EXTRACT PROVIDED »
= = = =

Health workers nationwide have complained bitterly about the same-faces-training syndrome in health facilities, while the country is striving hard to achieve universal health coverage through its National Healthcare Quality Strategy.

Mr Anthony Sopaal, a Training Manager, Ghana Registered Nurses and Midwives Association, said most at times, senior workers and obviously, the favourites of high officials in hospitals and health centres were the ones given the opportunity to go for training and re-training on same topics and areas at hotels and other facilities within and outside the country.

“All the time, same people are taken for trainings and if staff are demotivated by this and not given the required capacity building, they will not perform,” he added.

He said it was high time Junior staff and different faces within the senior staff were given equal opportunities to undergo training, to help them acquire enhanced knowledge for quality healthcare delivery.

He made the assertion during a two-day stakeholder engagement on the National healthcare Quality held in Accra.

= = = =

WORK INSTRUCTIONS »
[1] Decide whether each statement agrees with the report on health worker training. Answer yes or no and quote the deciding words.
(a) Anthony Sopaal is a Training Manager with the Ghana Registered Nurses and Midwives Association.
(b) The stakeholder engagement lasted three days.
(c) The trainings took place only inside the country.
[2] Using the report on health worker training, explain why Sopaal said junior staff and different faces within the senior staff should get equal opportunities for training.
[3] Answer these questions from the report on health worker training.
(a) In which city was the stakeholder engagement held?
(b) Through what strategy is the country working toward universal health coverage?
(c) According to Sopaal, which workers were usually chosen for training?

Stored entries
= = = =

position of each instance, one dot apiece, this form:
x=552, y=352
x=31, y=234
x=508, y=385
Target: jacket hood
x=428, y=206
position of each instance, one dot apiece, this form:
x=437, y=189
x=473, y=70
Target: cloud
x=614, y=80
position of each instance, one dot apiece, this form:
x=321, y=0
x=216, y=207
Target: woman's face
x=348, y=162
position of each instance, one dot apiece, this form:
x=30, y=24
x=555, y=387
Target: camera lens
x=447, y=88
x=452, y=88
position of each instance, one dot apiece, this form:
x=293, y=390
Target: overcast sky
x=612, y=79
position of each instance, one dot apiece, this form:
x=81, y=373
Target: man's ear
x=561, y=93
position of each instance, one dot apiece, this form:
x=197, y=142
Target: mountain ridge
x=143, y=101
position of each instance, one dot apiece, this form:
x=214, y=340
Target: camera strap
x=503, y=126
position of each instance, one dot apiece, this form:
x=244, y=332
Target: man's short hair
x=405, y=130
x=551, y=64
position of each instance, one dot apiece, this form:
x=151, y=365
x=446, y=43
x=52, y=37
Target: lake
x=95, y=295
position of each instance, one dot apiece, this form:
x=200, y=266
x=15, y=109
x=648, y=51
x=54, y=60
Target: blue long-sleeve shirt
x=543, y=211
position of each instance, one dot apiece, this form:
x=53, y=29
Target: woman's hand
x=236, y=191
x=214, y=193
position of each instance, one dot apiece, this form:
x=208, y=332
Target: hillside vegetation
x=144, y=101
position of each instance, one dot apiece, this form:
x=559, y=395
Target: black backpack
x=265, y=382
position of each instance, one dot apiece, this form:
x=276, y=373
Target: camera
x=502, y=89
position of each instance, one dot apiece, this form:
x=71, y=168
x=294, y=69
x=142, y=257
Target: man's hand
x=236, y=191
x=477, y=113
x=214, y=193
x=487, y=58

= = = =

EXERCISE RESULTS »
[1]
(a) Yes: "a Training Manager, Ghana Registered Nurses and Midwives Association"
(b) No: "a two-day stakeholder engagement"
(c) No: "within and outside the country"

[2] Sopaal said training them would help them gain enhanced knowledge for quality healthcare delivery. He also warned that staff who are demotivated and denied the capacity building they need will not perform.

[3]
(a) Accra
(b) Its National Healthcare Quality Strategy
(c) Senior workers and the favorites of high officials in hospitals and health centers